* **TASK BRIEF**: Return, verbatim and in full, the records that follow, but not their pictures.

* **Excerpts from a dataset**:
+--

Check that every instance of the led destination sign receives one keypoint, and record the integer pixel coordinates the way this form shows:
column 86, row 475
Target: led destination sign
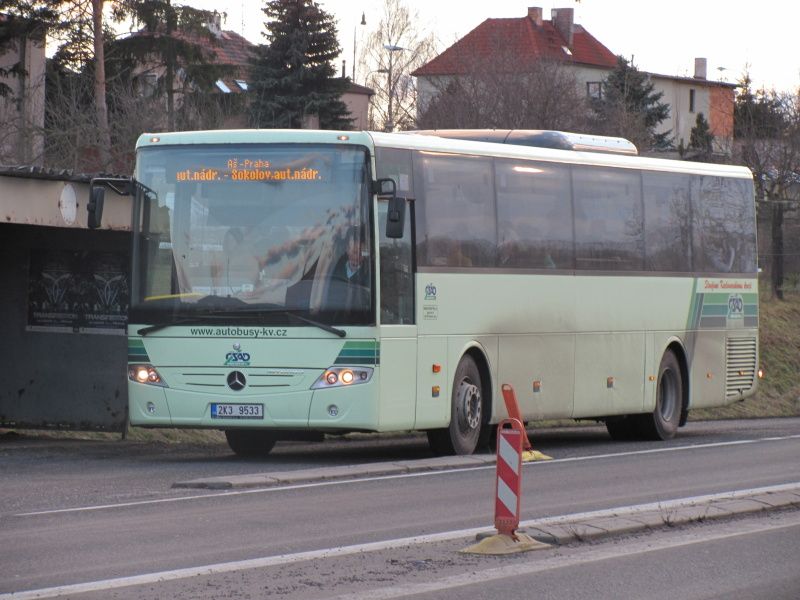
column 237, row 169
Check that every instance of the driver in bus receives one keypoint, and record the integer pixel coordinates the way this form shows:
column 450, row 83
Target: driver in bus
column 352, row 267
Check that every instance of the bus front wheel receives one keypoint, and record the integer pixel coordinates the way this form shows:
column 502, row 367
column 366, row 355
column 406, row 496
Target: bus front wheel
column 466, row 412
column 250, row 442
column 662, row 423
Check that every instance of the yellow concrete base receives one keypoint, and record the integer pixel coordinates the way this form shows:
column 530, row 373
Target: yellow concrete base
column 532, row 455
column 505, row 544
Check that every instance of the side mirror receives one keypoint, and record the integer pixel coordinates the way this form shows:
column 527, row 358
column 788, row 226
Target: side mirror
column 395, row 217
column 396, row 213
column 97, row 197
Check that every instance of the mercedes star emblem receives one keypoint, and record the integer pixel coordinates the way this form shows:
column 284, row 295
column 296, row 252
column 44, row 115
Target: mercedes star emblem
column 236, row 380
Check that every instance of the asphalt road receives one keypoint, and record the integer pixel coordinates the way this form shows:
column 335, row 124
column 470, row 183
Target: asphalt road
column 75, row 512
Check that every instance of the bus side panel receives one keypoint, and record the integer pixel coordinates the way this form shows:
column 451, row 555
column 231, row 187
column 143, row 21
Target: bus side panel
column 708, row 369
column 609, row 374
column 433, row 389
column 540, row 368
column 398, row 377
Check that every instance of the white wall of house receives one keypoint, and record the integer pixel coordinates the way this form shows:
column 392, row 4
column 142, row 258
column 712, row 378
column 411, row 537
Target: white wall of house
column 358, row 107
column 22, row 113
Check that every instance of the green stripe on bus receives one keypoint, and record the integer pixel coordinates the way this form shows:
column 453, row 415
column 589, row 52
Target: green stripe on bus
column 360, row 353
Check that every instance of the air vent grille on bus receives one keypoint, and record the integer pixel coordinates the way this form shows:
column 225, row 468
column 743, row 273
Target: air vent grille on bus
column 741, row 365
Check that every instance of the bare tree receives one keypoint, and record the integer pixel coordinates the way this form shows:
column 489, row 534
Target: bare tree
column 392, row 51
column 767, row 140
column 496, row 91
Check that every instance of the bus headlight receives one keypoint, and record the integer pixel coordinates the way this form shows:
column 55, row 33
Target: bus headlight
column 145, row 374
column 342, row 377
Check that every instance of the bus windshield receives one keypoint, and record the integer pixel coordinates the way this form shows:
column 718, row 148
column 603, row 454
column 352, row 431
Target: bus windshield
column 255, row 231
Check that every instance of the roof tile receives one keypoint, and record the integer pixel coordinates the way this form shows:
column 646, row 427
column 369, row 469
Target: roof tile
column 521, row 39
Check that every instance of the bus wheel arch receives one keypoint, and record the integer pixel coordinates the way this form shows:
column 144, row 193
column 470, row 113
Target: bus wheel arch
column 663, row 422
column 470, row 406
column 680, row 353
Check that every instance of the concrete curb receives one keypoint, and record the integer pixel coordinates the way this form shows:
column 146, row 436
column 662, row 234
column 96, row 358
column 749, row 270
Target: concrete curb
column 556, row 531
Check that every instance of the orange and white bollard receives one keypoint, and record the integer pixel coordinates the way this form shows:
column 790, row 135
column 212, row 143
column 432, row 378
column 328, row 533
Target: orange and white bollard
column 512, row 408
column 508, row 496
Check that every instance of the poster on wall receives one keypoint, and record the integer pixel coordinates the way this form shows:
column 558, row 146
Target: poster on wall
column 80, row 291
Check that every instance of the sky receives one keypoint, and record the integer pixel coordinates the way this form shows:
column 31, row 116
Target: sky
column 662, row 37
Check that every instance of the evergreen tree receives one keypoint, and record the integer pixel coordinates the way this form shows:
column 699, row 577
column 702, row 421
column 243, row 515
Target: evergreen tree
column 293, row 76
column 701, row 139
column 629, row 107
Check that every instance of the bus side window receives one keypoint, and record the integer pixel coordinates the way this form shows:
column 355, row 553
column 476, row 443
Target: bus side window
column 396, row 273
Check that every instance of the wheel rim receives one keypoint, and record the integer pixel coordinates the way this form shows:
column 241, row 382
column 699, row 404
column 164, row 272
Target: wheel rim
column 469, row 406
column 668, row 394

+--

* **EXERCISE RESPONSE**:
Check that every instance of the led destination sign receives one keypoint, and record the integer pixel coordinates the way this form shows:
column 86, row 475
Target: led destination sign
column 237, row 169
Check that every instance of the driver in bus receives one keypoint, and record the integer pixel coordinates the way this form shows:
column 450, row 83
Target: driver in bus
column 352, row 267
Check that every instance of the bus front wheel receives one keypoint, and record the integer pixel coordinates the way this form shows:
column 502, row 367
column 366, row 355
column 406, row 496
Target: bus front wheel
column 466, row 412
column 250, row 442
column 662, row 423
Check that every instance of the yellow concrete base receives one keypoint, and record the integer pixel coordinates the way this form shows:
column 530, row 373
Target: yellow concrete base
column 532, row 455
column 505, row 544
Check that every instance of the side mirror receives one keypoint, and record the integer pixel coordinates the way this form shows:
column 527, row 358
column 788, row 226
Target: side mirror
column 395, row 217
column 396, row 213
column 97, row 197
Check that every instance of the mercedes star emblem receives one keypoint, and record the integer pixel coordinates the way this form shows:
column 284, row 295
column 296, row 252
column 44, row 115
Target: mercedes star emblem
column 236, row 380
Check that every instance of the asphalt road receives one keypoint, and record the integer pixel coordinates the way this form shows:
column 335, row 124
column 470, row 183
Target: asphalt road
column 75, row 512
Check that every instance of the bus side panel receives one keypoint, and record the integer pixel coordinates the way this form shows:
column 451, row 555
column 231, row 187
column 143, row 21
Target: bus side panel
column 708, row 369
column 609, row 374
column 433, row 389
column 540, row 368
column 398, row 377
Check that every instance of the white wall of house receives one keypoint, and record the integer pixel coordinates the way this form shows:
column 392, row 4
column 142, row 258
column 712, row 378
column 411, row 537
Target: white wall of house
column 358, row 107
column 22, row 113
Check that every instance of the green stripe on bus receives one keypoint, and record the integer pixel coordinates the way this form shows:
column 453, row 415
column 589, row 52
Target: green stripe on bus
column 360, row 353
Check that every instance of the air vent grille on bus receives one keypoint, and record the integer pixel coordinates the way this form shows:
column 225, row 468
column 743, row 273
Target: air vent grille on bus
column 741, row 365
Check that every instance of the bare tree receives one keypoint, and record the integer pixel coordinates the way this form shows:
column 489, row 534
Target: bare tree
column 392, row 51
column 767, row 140
column 496, row 91
Check that every instance of the bus headlight receives one keypoint, and record the integer pixel coordinates the way this form shows:
column 55, row 33
Target: bus headlight
column 145, row 374
column 342, row 377
Check that every instance of the bus windshield receives one keypoint, and record the integer pixel coordinates the way this form shows:
column 718, row 148
column 603, row 454
column 352, row 431
Target: bus windshield
column 255, row 231
Check that every instance of the roof tile receives one keypoint, and record the integer pixel coordinates the way this form shows:
column 646, row 427
column 369, row 469
Target: roof tile
column 521, row 39
Check that every instance of the bus wheel arch receives one keypoint, and record the integer pixel coordinates the way this form shows:
column 144, row 193
column 470, row 113
Target: bus wheel arch
column 663, row 422
column 470, row 406
column 680, row 353
Check that every instance of the concrete curb receives one keypoint, and record the integer pixel coordinates the way this form shows:
column 146, row 436
column 662, row 234
column 96, row 358
column 749, row 270
Target: concrete curb
column 556, row 531
Check that every instance of the orange and white bollard receives one keypoint, and record the integer pixel coordinates the way this form shows:
column 790, row 135
column 212, row 143
column 432, row 378
column 328, row 533
Target: orange and white bollard
column 512, row 408
column 508, row 496
Check that every instance of the poster on wall receives one keypoint, and record the integer pixel coordinates the way this form shows:
column 558, row 146
Target: poster on wall
column 80, row 291
Check that every instance of the sky receives one keypoint, and record the integer pixel coordinates the way this form shows:
column 31, row 116
Target: sky
column 662, row 37
Check that every instance of the evergreen tree receives one keypoint, and record the integer pixel coordinates the way this form shows:
column 699, row 577
column 702, row 421
column 243, row 515
Target: evergreen tree
column 293, row 76
column 701, row 139
column 629, row 107
Check that every instance of the bus side window receives one keypoint, and record the integer pixel coordinates the way this form shows:
column 355, row 553
column 476, row 443
Target: bus side window
column 396, row 273
Check that every instance of the wheel rim receives one keypoint, and record the integer pixel coordinates the way this form shows:
column 241, row 382
column 699, row 404
column 164, row 272
Target: wheel rim
column 469, row 406
column 668, row 394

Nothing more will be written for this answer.